* **SOURCE TEXT**:
Mukasa told me of his history with one of the arresting officers. He has known Officer Worthy since he was with the police force in Atlanta when the Civil Rights Movement and SNNC were becoming established. Mukasa said he that Officer Worthy was against the movement then and saw it as a threat. The police community also saw Mukasa as a threat. He told me the police had a shoot to kill order for him that still exists today. Mukasa said that Officer Worthy has the same attitude today when he sees him on campus as he did back then.

I had an interesting conversation with Dr. Jeffries later this evening about the incident at Morehouse involving Mukasa. "They don't like his free wielding spirit. As a result they have disrespected him as a human being."

He talked candidly about the academic and political stuggles on campus. He said, "Morehouse produces competent gentlemen. Not men one who will shake things up." Dr. Jeffries sited many occasions that suggested when one's social, political and world views are not consistent with the schools, one can be viewed as "rocking the boat."

He sited that, a few years after the death of Malcolm X and Martin Luther King, his wife Dr. Rosalind Jeffries a historian, scholar and an aritist was invited to exhibit her collection entitled "The Black Stuggle." The works included portriats of Malcolm X and Martin Luther King. Dr. Rosalind was asked to take her work down because the Board of Trustees meeting was going to take place. " Morehouse didn't want to offend the funders," he said.

He has had his own awkward moment in which students raised their fist or Black Power salute during the pledge of allegiance and he himself only raised his fist midway because he didn't want to be at odds with his friend, the President of the college.

He said years ago a student was banned from the campus for organizing the women of Spellmen, the sister shcool to Morehouse. This same student accompanied Dr. Jeffries on a visit to the campus. Dr. Jeffries signed himself and the student in with the campus security. He was surprised to find that although the incident had occuried years before, the students name was still on a list of those banned from the campus.

* **DIRECTIONS**: In the passage about Morehouse, what does Dr. Jeffries say the college produces? Answer from the passage alone, using nothing outside it.

* **ENTRIES SUPPLIED**:
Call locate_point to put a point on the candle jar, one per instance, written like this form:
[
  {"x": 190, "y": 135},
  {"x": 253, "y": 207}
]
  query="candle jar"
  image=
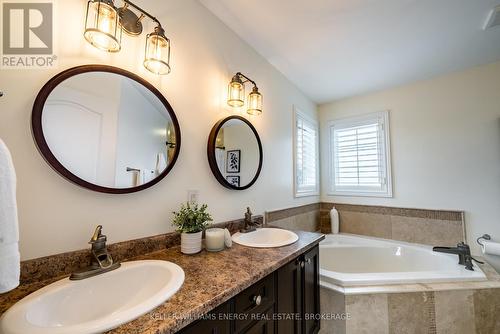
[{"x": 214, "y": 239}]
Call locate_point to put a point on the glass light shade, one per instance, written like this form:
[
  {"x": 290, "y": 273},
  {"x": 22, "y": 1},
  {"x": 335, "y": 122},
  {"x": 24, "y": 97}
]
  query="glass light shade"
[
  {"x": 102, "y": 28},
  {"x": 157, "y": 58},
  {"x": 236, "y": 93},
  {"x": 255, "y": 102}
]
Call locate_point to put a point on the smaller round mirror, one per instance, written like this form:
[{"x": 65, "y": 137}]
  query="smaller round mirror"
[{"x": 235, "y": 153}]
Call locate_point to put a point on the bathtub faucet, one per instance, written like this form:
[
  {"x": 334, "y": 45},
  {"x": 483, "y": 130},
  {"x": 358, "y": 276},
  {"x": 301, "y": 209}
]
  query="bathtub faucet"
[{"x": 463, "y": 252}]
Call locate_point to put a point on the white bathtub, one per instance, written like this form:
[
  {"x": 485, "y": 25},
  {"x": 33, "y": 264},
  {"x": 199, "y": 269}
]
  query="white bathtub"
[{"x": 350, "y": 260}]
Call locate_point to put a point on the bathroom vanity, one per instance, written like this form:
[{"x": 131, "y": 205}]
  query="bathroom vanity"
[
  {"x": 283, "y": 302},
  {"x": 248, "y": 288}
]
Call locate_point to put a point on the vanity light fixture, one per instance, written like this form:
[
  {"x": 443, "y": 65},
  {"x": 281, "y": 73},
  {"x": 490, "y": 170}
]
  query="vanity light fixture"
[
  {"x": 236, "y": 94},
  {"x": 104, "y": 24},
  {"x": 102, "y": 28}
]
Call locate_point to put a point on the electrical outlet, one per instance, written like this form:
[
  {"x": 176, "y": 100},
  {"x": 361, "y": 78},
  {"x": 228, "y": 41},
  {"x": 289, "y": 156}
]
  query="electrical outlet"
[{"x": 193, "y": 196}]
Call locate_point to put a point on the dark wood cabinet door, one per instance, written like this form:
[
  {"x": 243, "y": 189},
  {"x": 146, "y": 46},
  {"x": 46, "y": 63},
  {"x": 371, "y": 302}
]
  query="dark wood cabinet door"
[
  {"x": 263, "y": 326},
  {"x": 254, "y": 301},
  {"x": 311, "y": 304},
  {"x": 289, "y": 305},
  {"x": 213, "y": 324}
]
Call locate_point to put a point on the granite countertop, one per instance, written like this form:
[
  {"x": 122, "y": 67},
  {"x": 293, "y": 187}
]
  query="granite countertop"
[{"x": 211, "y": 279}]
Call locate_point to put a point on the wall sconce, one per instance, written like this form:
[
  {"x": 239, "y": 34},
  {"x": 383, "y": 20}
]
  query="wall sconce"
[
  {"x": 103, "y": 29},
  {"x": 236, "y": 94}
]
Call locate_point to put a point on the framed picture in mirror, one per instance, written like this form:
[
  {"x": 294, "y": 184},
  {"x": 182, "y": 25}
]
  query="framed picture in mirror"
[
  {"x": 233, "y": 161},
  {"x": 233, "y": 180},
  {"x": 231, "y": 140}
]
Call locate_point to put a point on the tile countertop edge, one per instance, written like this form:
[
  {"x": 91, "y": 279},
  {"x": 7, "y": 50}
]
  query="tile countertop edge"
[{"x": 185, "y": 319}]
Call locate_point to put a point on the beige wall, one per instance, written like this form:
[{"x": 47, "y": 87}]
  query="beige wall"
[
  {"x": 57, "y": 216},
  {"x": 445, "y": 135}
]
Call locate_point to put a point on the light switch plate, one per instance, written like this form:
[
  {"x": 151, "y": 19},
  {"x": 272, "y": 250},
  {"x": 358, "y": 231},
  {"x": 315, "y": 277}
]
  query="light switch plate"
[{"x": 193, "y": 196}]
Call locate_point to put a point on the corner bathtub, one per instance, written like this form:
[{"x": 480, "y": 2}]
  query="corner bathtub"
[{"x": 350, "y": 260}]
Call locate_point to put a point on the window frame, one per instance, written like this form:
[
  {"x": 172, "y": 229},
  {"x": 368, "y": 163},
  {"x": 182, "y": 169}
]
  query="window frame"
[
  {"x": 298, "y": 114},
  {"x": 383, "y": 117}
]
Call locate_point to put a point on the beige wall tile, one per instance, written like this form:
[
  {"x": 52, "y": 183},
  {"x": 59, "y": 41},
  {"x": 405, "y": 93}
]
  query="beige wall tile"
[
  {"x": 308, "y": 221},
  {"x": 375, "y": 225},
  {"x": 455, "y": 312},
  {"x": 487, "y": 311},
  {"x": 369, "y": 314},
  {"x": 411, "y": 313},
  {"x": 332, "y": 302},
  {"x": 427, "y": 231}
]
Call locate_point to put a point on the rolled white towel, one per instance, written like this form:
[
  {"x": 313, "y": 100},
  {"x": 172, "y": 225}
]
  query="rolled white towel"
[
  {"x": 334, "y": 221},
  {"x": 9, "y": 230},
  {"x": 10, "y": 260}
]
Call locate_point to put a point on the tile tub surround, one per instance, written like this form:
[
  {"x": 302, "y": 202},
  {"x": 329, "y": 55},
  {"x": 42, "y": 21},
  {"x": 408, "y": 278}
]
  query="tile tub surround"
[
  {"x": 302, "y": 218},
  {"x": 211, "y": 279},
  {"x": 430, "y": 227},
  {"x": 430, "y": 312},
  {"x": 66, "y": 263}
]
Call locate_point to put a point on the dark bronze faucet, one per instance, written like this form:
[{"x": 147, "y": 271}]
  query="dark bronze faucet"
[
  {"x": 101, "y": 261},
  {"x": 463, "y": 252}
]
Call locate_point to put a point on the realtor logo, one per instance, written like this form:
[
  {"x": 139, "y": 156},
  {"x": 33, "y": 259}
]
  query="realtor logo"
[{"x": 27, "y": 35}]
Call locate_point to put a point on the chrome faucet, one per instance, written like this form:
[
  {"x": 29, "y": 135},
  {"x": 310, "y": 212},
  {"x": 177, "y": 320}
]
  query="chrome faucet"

* **SOLUTION FOR THIS TASK**: Competent gentlemen.